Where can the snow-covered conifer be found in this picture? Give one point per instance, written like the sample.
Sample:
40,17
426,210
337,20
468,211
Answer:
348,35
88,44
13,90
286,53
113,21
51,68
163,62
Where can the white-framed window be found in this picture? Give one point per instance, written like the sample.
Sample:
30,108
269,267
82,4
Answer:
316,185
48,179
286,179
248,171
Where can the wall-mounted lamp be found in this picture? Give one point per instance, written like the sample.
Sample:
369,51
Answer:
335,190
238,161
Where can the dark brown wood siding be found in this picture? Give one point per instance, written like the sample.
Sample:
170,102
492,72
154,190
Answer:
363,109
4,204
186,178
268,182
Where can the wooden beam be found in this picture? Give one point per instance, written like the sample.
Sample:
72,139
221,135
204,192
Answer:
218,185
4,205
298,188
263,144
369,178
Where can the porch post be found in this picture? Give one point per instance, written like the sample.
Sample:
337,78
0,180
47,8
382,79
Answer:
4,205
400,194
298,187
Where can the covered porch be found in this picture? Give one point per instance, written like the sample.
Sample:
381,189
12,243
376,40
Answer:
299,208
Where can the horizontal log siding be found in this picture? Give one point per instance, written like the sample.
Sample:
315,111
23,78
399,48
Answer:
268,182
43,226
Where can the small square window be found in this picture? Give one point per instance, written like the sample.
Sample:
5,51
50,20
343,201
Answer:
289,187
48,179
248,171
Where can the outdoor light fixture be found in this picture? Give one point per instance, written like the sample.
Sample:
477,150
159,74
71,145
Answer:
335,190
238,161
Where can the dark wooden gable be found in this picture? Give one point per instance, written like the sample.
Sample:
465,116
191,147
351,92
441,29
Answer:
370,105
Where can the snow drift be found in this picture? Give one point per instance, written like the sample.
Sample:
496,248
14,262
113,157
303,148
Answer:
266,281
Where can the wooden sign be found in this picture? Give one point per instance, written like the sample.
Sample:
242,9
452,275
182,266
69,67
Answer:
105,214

## INSTRUCTION
Convert the lines of the listing above into a JSON list of strings, one string per line and no blank lines, covering everything from the line containing "Where can the dark wooden" through the end of the listing, inclusive.

## TASK RESULT
[
  "Where can the dark wooden gable be found in this picture? Give one point per instance, written like the sample.",
  "Sample:",
  "465,116",
  "191,147",
  "351,92",
  "441,29",
  "Answer:",
  "370,105",
  "Where can the snow drift be found in this picture? Give one point per instance, written like the sample.",
  "Sample:",
  "496,248",
  "14,262",
  "113,157",
  "303,148",
  "Answer:",
  "266,281",
  "Where can the wooden sign be found in this picture? Give one point per instance, written like the sample.",
  "Sample:",
  "242,9",
  "452,275",
  "182,266",
  "69,67",
  "Answer:",
  "105,214"
]